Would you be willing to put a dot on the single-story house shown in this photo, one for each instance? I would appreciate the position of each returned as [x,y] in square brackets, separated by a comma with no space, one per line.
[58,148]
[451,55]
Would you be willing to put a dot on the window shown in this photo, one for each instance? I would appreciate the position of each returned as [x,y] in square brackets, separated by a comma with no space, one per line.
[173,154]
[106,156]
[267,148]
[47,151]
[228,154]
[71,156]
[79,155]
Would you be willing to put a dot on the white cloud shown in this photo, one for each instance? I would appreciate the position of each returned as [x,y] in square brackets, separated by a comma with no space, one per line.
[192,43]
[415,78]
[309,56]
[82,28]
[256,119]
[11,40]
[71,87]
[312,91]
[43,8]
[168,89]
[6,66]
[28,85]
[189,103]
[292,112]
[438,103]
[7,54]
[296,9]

**YOUR INSTRUCTIONS:**
Extract the entries above verbatim.

**FULL OUTPUT:**
Would you be willing to put a dot on the single-story house shown in this photo, one for each instance? I would appreciate the position of each returned as [x,y] in square brackets, separated by a comma with no space, one per line.
[58,148]
[451,55]
Would you be willing to put a dot on the window shown in this photo, one for each instance? I would appreciate the position of each returned as [x,y] in square brackets, separated by a comma with no space, one per line.
[173,154]
[106,156]
[267,148]
[47,151]
[228,154]
[71,156]
[79,155]
Would you be willing to put a dot on the white cloud shown in this photo, one for each instance? I would appreciate the position of each returned as [x,y] in square brackets, separated by a comma with no space, one per line.
[192,43]
[415,78]
[309,56]
[82,28]
[256,119]
[11,40]
[71,87]
[312,91]
[43,8]
[168,89]
[6,66]
[28,85]
[189,103]
[292,112]
[438,103]
[7,54]
[296,9]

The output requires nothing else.